→ Task directions:
State how many lines of the listing below contain the word "then". Give only the number.

[Input data]

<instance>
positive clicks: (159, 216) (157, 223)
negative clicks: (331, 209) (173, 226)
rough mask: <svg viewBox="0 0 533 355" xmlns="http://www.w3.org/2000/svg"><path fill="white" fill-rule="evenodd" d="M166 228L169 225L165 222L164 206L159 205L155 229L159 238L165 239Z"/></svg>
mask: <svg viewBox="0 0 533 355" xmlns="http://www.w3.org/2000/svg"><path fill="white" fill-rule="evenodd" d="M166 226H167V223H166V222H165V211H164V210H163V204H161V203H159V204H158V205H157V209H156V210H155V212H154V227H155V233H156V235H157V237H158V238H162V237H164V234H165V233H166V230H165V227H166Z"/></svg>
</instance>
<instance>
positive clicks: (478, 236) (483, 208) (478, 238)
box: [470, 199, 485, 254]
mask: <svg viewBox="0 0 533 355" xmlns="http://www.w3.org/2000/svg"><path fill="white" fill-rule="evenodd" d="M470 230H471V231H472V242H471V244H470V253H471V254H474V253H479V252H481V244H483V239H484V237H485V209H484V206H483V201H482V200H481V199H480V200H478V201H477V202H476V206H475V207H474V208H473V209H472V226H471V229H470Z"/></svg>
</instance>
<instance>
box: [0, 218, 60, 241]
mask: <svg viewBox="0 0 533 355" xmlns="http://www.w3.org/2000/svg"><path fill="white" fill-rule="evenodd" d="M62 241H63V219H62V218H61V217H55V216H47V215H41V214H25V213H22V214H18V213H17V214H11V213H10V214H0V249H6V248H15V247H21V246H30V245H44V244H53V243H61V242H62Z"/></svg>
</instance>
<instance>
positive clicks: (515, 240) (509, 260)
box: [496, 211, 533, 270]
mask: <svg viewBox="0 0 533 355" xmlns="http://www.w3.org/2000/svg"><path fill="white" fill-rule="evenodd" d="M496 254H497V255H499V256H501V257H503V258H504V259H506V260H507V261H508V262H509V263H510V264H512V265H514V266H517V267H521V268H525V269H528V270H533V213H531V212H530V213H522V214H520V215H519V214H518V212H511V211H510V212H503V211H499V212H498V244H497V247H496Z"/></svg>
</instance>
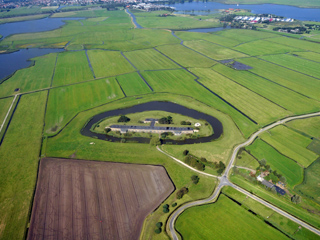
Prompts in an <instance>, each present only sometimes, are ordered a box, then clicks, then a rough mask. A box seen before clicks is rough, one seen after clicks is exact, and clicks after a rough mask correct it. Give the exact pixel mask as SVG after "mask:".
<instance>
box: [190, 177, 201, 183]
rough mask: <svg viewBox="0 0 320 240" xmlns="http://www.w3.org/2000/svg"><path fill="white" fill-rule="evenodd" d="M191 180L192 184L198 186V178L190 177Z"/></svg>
mask: <svg viewBox="0 0 320 240" xmlns="http://www.w3.org/2000/svg"><path fill="white" fill-rule="evenodd" d="M191 180H192V182H193V183H194V184H198V182H199V180H200V178H199V177H198V176H197V175H192V176H191Z"/></svg>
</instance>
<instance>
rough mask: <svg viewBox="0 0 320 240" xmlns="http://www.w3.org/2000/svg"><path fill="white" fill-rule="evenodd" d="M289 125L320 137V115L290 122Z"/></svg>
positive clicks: (298, 129) (310, 135) (302, 130)
mask: <svg viewBox="0 0 320 240" xmlns="http://www.w3.org/2000/svg"><path fill="white" fill-rule="evenodd" d="M287 125H288V126H289V127H292V128H295V129H297V130H299V131H301V132H304V133H306V134H309V135H310V136H312V137H316V138H318V139H320V117H312V118H306V119H300V120H295V121H291V122H288V123H287Z"/></svg>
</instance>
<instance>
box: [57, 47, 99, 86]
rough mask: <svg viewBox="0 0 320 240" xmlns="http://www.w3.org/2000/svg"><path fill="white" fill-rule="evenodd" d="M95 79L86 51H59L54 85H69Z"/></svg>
mask: <svg viewBox="0 0 320 240" xmlns="http://www.w3.org/2000/svg"><path fill="white" fill-rule="evenodd" d="M90 79H93V75H92V72H91V70H90V67H89V63H88V60H87V56H86V53H85V51H78V52H67V53H59V54H58V58H57V64H56V68H55V72H54V78H53V84H52V85H53V86H61V85H68V84H72V83H78V82H83V81H86V80H90Z"/></svg>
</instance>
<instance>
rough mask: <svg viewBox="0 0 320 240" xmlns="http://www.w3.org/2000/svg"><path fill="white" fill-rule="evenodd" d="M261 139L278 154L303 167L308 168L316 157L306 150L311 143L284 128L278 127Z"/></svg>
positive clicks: (297, 134)
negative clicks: (280, 153) (289, 159)
mask: <svg viewBox="0 0 320 240" xmlns="http://www.w3.org/2000/svg"><path fill="white" fill-rule="evenodd" d="M261 138H262V139H263V140H264V141H266V142H267V143H269V144H270V145H271V146H273V147H274V148H275V149H277V150H278V151H279V152H280V153H282V154H283V155H285V156H288V157H289V158H292V159H293V160H295V161H297V162H298V163H300V164H301V165H302V166H304V167H308V166H309V165H310V164H311V163H312V162H313V161H314V160H316V159H317V158H318V155H317V154H315V153H314V152H312V151H310V150H308V149H307V146H308V145H309V144H310V143H311V142H312V140H311V139H310V138H307V137H305V136H303V135H301V134H299V133H297V132H295V131H293V130H290V129H289V128H287V127H285V126H278V127H276V128H273V129H272V130H271V131H268V132H265V133H263V134H262V135H261Z"/></svg>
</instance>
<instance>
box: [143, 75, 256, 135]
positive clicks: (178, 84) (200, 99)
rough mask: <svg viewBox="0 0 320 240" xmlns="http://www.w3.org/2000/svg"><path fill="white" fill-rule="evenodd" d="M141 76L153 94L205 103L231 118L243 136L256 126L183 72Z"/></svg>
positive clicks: (246, 133) (249, 133)
mask: <svg viewBox="0 0 320 240" xmlns="http://www.w3.org/2000/svg"><path fill="white" fill-rule="evenodd" d="M142 76H143V77H144V78H145V79H146V80H147V82H148V83H149V84H150V85H151V87H152V88H153V90H154V91H155V92H170V93H177V94H182V95H187V96H192V97H193V98H195V99H197V100H199V101H201V102H203V103H206V104H208V105H210V106H212V107H214V108H216V109H219V110H220V111H222V112H224V113H227V114H229V115H230V116H232V119H233V120H234V121H235V123H236V124H237V125H238V127H239V128H240V129H241V131H242V132H243V134H244V135H245V136H249V135H250V134H251V133H252V131H254V129H256V127H257V126H256V125H255V124H254V123H253V122H252V121H250V120H249V119H248V118H247V117H246V116H244V115H243V114H241V113H240V112H239V111H238V110H236V109H234V108H232V107H231V106H229V105H228V104H227V103H225V102H224V101H223V100H221V99H220V98H218V97H217V96H215V95H214V94H212V93H210V92H209V91H208V90H205V89H204V88H203V87H202V86H201V85H200V84H198V83H196V82H195V81H193V79H194V78H195V77H194V76H193V75H191V74H189V73H188V72H187V71H185V70H182V69H181V70H169V71H146V72H143V73H142Z"/></svg>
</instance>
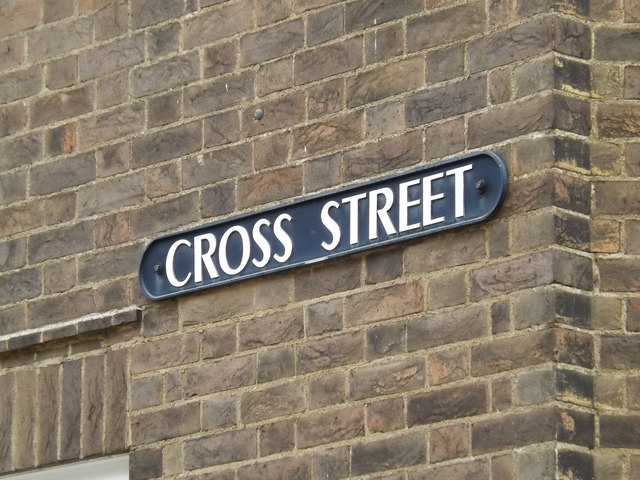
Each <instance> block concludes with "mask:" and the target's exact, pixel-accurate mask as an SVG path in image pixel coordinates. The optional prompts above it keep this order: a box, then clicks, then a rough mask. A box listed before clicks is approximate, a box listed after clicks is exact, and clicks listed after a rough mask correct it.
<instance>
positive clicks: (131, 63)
mask: <svg viewBox="0 0 640 480" xmlns="http://www.w3.org/2000/svg"><path fill="white" fill-rule="evenodd" d="M151 10H155V9H151ZM143 60H144V39H143V37H142V36H141V35H138V36H136V37H132V38H124V39H122V40H117V41H115V42H112V43H108V44H106V45H103V46H100V47H96V48H94V49H91V50H87V51H85V52H82V53H81V54H80V59H79V63H78V68H79V72H80V80H87V79H91V78H96V77H104V76H106V75H108V74H110V73H113V72H116V71H118V70H120V69H123V68H127V67H132V66H134V65H137V64H138V63H142V61H143Z"/></svg>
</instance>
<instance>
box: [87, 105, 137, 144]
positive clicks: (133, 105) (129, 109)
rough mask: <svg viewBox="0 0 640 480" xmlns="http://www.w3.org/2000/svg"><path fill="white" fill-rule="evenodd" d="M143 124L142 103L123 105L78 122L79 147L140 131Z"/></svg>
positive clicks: (115, 137) (94, 143)
mask: <svg viewBox="0 0 640 480" xmlns="http://www.w3.org/2000/svg"><path fill="white" fill-rule="evenodd" d="M143 126H144V109H143V107H142V104H140V103H134V104H131V105H125V106H122V107H118V108H116V109H114V110H111V111H109V112H107V113H103V114H100V115H97V116H95V117H92V118H89V119H87V120H83V121H82V122H80V125H79V127H78V137H79V144H80V147H81V148H88V147H89V146H91V145H95V144H97V143H102V142H106V141H109V140H114V139H117V138H122V137H126V136H128V135H132V134H134V133H137V132H140V131H142V129H143Z"/></svg>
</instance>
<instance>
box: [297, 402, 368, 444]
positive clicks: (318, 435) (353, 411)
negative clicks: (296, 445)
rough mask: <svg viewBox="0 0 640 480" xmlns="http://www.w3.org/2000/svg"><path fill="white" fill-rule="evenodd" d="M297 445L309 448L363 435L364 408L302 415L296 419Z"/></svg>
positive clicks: (351, 407) (353, 408) (330, 411)
mask: <svg viewBox="0 0 640 480" xmlns="http://www.w3.org/2000/svg"><path fill="white" fill-rule="evenodd" d="M296 427H297V446H298V448H309V447H315V446H317V445H322V444H325V443H333V442H338V441H341V440H349V439H352V438H356V437H361V436H363V435H364V409H363V407H361V406H355V407H346V408H342V409H339V410H331V411H327V412H321V413H316V414H312V415H309V416H306V417H302V418H300V419H299V420H298V423H297V425H296Z"/></svg>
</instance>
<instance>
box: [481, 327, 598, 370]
mask: <svg viewBox="0 0 640 480" xmlns="http://www.w3.org/2000/svg"><path fill="white" fill-rule="evenodd" d="M560 358H562V360H560V361H562V362H565V363H570V364H573V365H583V366H590V365H592V364H593V338H592V337H591V336H590V335H588V334H583V333H579V332H572V331H568V330H562V329H552V330H546V331H540V332H531V333H525V334H522V335H519V336H516V337H511V338H504V339H499V340H493V341H491V342H488V343H484V344H482V345H477V346H475V347H473V348H472V350H471V374H472V375H474V376H480V375H486V374H488V373H496V372H504V371H508V370H514V369H516V368H524V367H529V366H532V365H539V364H541V363H546V362H549V361H552V360H555V361H559V359H560Z"/></svg>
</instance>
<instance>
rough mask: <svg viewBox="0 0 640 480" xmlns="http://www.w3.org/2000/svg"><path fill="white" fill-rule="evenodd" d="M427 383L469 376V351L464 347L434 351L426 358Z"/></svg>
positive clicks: (462, 377)
mask: <svg viewBox="0 0 640 480" xmlns="http://www.w3.org/2000/svg"><path fill="white" fill-rule="evenodd" d="M428 368H429V383H430V384H431V385H441V384H444V383H449V382H453V381H456V380H462V379H464V378H466V377H468V376H469V373H470V371H471V368H470V365H469V351H468V350H467V349H465V348H459V349H453V350H449V351H442V352H438V353H434V354H432V355H430V356H429V359H428Z"/></svg>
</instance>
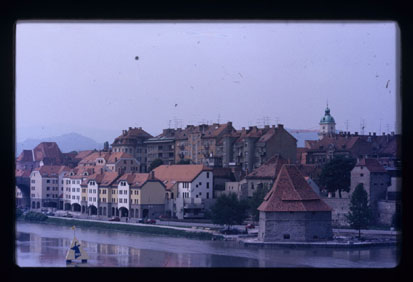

[/Input data]

→ Task response:
2